• _Challenges_
1. Duplicate the passage of the commercial lease text from "Many businesses lease" up to and including "breaking their commercial lease.".
2. Filter the rows, copying every line that contains the string "black".

Many businesses lease their commercial space from a landlord. The terms of that lease can fit in a businesses' interests, or can become a hassle. In some cases, business tenants find that they can benefit from breaking their commercial lease.
Why Some Commercial Tenants May Want to Break Their Lease
Every business circumstance is unique. However, most commercial tenants generally want to break their lease for one of the following reasons:
- The business is being held back by the facilities
- The business is shrinking and no longer needs the space
- The lease has become too expensive for the business to afford
- The landlord is not upholding their lease obligations
The vast majority of the time, the choice to break a commercial lease is purely a business decision.
Breaking a Commercial Lease Can Have Penalties
Breaking a lease, though, can come with steep penalties. When the lease was written by a lawyer, it will often lay out exactly what will happen if the lease is broken by the commercial tenant. If the lease does not say what will happen if it is broken, the landlord has rights that can let them:
- Repossess the property and evict the commercial tenant, often for failure to pay rent
- Terminate the remainder of the lease
- Demand a full payment under the lease, including rent for the remaining time on the lease
- Keep the security deposit
This can quickly run into the thousands of dollars and can imperil the financial well-being of even the most successful companies.
Landlords and Tenants Can Negotiate the End of the Lease
Avoiding these penalties is almost always in the tenant's best interests. Landlords, meanwhile, rarely want to have to pursue a non-paying tenant and go through the legal system to enforce their commercial lease. Like most commercial lease disputes, both parties benefit from negotiating their differences, even if they are reluctant to deal with each other, again.

• _Provided entries_
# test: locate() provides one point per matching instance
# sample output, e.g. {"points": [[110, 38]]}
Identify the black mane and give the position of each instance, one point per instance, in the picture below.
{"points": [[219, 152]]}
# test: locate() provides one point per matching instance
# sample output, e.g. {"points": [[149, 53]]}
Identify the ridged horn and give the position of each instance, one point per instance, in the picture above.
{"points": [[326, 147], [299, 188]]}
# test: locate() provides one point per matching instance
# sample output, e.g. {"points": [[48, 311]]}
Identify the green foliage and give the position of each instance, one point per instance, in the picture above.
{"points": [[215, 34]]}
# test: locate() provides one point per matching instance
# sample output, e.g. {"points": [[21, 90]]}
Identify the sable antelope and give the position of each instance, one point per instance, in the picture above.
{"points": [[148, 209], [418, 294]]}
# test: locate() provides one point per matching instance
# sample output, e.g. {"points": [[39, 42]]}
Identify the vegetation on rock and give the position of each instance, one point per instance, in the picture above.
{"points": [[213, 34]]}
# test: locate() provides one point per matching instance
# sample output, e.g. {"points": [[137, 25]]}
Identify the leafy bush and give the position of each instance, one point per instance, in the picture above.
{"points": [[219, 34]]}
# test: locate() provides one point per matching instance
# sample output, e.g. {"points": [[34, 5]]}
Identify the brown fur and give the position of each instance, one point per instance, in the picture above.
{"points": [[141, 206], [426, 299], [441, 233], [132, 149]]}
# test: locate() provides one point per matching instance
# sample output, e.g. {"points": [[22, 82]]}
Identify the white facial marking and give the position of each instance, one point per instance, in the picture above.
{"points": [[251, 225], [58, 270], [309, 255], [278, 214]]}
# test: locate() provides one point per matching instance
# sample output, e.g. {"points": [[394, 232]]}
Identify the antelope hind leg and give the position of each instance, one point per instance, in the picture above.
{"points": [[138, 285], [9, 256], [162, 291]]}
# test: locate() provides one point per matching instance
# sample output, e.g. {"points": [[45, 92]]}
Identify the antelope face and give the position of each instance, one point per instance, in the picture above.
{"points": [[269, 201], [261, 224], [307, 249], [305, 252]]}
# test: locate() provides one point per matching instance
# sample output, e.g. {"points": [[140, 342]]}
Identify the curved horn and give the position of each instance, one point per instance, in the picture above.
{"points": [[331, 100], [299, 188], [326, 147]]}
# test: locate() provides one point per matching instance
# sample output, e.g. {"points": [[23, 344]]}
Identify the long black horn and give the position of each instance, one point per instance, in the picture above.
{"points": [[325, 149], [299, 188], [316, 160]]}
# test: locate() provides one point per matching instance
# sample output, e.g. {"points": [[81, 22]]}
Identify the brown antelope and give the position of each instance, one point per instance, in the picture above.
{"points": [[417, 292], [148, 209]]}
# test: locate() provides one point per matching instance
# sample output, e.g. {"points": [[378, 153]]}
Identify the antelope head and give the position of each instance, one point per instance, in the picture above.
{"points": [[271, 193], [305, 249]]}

• _Solutions to the exercise_
1.
Many businesses lease their commercial space from a landlord. The terms of that lease can fit in a businesses' interests, or can become a hassle. In some cases, business tenants find that they can benefit from breaking their commercial lease.

2.
Identify the black mane and give the position of each instance, one point per instance, in the picture below.
Identify the long black horn and give the position of each instance, one point per instance, in the picture above.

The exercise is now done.